**Provided material:**
|---|
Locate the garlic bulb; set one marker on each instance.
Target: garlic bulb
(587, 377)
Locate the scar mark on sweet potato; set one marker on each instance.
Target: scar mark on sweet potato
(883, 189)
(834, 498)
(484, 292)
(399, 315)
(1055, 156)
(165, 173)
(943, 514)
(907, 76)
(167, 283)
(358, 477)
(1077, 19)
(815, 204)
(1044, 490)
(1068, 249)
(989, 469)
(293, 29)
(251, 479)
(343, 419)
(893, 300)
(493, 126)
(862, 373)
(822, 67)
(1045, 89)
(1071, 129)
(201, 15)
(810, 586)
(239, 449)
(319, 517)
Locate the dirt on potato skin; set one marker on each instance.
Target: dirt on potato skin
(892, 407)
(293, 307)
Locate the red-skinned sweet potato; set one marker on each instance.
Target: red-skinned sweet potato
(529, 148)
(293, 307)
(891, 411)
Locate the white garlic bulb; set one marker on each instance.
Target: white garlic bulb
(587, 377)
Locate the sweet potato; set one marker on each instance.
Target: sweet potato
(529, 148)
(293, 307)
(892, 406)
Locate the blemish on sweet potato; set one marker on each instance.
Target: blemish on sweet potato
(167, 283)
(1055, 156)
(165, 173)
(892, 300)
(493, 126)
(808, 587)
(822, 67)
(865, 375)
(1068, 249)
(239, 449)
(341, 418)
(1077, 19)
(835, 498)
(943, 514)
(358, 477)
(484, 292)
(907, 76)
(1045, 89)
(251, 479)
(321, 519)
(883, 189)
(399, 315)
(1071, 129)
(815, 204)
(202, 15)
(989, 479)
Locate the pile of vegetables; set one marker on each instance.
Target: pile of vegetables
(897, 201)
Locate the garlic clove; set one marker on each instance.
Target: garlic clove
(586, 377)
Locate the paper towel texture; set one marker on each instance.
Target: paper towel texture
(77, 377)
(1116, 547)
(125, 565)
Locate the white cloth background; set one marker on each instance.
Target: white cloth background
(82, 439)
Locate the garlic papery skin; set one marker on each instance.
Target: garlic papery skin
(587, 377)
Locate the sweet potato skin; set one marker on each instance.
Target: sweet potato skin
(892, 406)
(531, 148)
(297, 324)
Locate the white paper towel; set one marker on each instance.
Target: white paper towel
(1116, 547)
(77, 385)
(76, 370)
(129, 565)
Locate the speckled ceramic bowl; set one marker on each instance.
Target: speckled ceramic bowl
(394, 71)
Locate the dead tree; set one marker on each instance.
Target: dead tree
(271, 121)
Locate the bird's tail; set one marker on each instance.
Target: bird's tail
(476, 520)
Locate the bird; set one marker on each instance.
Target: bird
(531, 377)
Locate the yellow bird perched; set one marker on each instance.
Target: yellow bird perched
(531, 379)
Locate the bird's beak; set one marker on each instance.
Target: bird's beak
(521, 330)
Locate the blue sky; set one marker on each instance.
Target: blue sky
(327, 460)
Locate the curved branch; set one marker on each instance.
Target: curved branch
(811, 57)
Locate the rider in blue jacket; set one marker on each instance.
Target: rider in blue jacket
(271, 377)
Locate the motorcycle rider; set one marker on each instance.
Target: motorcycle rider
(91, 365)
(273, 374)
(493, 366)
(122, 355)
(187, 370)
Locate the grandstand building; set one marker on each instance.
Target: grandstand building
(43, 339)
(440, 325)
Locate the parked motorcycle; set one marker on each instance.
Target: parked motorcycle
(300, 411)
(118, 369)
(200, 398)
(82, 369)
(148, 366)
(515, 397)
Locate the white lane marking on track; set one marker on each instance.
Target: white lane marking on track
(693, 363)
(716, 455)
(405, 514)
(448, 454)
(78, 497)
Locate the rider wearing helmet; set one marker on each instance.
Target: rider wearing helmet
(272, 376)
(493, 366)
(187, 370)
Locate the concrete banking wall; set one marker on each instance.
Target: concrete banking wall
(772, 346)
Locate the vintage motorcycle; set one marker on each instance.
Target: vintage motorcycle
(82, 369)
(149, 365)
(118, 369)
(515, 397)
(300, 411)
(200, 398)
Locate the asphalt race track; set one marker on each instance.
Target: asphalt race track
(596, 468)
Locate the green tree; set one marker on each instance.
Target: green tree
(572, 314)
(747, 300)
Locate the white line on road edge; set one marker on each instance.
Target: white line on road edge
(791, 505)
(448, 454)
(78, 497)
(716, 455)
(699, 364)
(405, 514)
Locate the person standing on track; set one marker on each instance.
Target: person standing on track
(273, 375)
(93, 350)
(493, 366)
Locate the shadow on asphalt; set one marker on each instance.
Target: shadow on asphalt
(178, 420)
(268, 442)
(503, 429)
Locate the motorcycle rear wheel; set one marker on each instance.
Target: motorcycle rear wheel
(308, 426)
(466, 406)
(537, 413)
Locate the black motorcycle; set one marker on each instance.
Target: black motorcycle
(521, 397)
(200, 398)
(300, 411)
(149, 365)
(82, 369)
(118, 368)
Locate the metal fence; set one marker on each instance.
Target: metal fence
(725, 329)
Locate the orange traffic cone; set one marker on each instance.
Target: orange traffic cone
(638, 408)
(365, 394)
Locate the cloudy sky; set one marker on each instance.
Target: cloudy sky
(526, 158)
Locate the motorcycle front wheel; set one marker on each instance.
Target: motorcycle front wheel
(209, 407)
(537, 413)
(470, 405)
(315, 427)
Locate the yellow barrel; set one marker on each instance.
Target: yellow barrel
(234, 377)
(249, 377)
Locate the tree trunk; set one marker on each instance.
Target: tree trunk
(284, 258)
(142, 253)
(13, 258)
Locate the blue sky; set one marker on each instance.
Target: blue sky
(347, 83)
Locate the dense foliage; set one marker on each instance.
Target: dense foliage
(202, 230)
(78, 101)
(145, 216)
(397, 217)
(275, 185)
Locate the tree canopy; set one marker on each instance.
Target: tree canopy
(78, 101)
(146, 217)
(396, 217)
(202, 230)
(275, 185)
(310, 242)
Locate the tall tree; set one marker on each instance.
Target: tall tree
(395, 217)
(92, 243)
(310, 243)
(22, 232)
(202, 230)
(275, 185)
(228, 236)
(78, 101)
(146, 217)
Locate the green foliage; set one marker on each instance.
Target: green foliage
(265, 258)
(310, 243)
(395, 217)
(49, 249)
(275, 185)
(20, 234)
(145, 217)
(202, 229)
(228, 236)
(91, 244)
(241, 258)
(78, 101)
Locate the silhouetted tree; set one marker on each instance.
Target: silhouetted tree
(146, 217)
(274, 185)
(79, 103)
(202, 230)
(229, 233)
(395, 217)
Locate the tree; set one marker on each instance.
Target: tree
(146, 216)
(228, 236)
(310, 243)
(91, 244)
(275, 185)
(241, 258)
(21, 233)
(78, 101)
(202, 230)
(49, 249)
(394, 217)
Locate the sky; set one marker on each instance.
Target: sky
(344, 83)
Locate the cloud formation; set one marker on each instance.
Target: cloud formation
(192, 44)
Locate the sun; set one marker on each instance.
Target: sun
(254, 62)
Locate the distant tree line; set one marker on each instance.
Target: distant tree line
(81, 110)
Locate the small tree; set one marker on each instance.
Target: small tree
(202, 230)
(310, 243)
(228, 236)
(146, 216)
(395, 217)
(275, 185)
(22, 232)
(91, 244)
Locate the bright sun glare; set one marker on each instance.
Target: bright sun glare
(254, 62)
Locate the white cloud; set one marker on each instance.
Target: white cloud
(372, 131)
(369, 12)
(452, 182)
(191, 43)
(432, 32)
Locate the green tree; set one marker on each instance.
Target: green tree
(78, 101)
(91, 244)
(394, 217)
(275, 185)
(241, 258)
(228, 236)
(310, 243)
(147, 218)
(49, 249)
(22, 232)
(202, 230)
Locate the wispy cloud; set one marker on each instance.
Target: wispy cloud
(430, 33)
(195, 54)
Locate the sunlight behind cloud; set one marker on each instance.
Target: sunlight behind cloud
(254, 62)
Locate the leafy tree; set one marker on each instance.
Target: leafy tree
|---|
**Exercise objective:** Copy word for word every line of the records from the one containing "Locate the sunlight" through the end of the records, including both of those lines.

**Written solution:**
Locate the sunlight behind cloud; set one marker on each instance.
Target: sunlight behind cloud
(254, 62)
Locate the leafy tree; set one marker on each instance.
Target: leafy tree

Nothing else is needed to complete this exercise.